Dataset excerpt
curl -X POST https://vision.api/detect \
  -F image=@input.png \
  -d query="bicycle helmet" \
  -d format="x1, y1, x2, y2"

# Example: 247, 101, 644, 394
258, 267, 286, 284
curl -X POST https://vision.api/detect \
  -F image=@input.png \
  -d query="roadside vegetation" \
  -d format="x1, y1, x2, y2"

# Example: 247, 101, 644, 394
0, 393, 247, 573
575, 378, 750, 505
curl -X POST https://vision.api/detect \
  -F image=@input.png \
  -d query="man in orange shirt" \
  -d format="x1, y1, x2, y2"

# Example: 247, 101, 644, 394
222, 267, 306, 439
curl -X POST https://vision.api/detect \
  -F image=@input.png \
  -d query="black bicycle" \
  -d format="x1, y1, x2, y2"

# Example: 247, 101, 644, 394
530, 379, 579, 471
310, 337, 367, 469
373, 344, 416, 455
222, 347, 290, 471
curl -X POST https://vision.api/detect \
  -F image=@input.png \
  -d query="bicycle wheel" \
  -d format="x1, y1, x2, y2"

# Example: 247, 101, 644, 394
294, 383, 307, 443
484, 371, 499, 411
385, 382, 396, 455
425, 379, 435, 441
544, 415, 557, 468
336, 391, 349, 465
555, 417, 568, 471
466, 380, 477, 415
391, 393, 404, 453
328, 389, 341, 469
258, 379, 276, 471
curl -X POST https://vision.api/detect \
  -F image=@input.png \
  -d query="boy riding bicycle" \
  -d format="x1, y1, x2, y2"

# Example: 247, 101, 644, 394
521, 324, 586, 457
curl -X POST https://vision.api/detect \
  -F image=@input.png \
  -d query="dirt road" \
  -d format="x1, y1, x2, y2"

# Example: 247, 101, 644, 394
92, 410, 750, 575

**What you are asked to do:** Rewrite the items above, putting "frame.png" in place of "input.png" everywhere it occurs and leaving everything else unchanged.

**Full answer:**
curl -X POST https://vision.api/detect \
  -F image=@frame.png \
  -d query="bicycle helmet" \
  -d format="x1, y1, x2, y2"

# Example: 247, 101, 644, 394
258, 267, 286, 284
curl -X POST https://vision.api/detect \
  -F image=@frame.png \
  -d query="roadside vegetation" \
  -d format="x1, y1, x2, y2"

# Example: 247, 101, 644, 394
0, 393, 247, 573
575, 378, 750, 505
curl -X POST https://vision.api/detect \
  -F image=@frame.png \
  -d query="man in orange shirt" \
  -d format="x1, y1, x2, y2"

# Example: 247, 101, 644, 394
222, 267, 306, 439
curl -X POST https://vision.api/detect \
  -F image=@frame.png \
  -d query="black bicycle" \
  -d format="x1, y1, x2, y2"

# Example: 247, 101, 644, 394
530, 379, 579, 471
310, 337, 367, 469
373, 344, 416, 455
222, 347, 290, 471
curl -X POST https://vision.api/detect \
  -F image=@frame.png \
  -d query="bicycle wheel" \
  -d format="x1, y1, x2, y2"

# Example: 247, 101, 644, 394
294, 383, 307, 443
484, 371, 499, 411
385, 382, 396, 455
425, 379, 435, 441
544, 415, 557, 468
336, 391, 349, 465
555, 417, 568, 471
466, 380, 477, 415
391, 393, 404, 453
328, 389, 341, 469
258, 379, 276, 471
curl -X POST https://vision.api/detect \
  -F image=@frame.png \
  -d query="boy riding bicycle" \
  -d format="x1, y1, x2, y2"

# Example: 247, 101, 644, 394
521, 324, 586, 457
curl -X POST https://vision.api/detect \
  -F image=@frame.png \
  -d query="dirt road" \
  -d format="x1, y1, x2, y2"

# Example: 247, 101, 644, 394
92, 410, 750, 575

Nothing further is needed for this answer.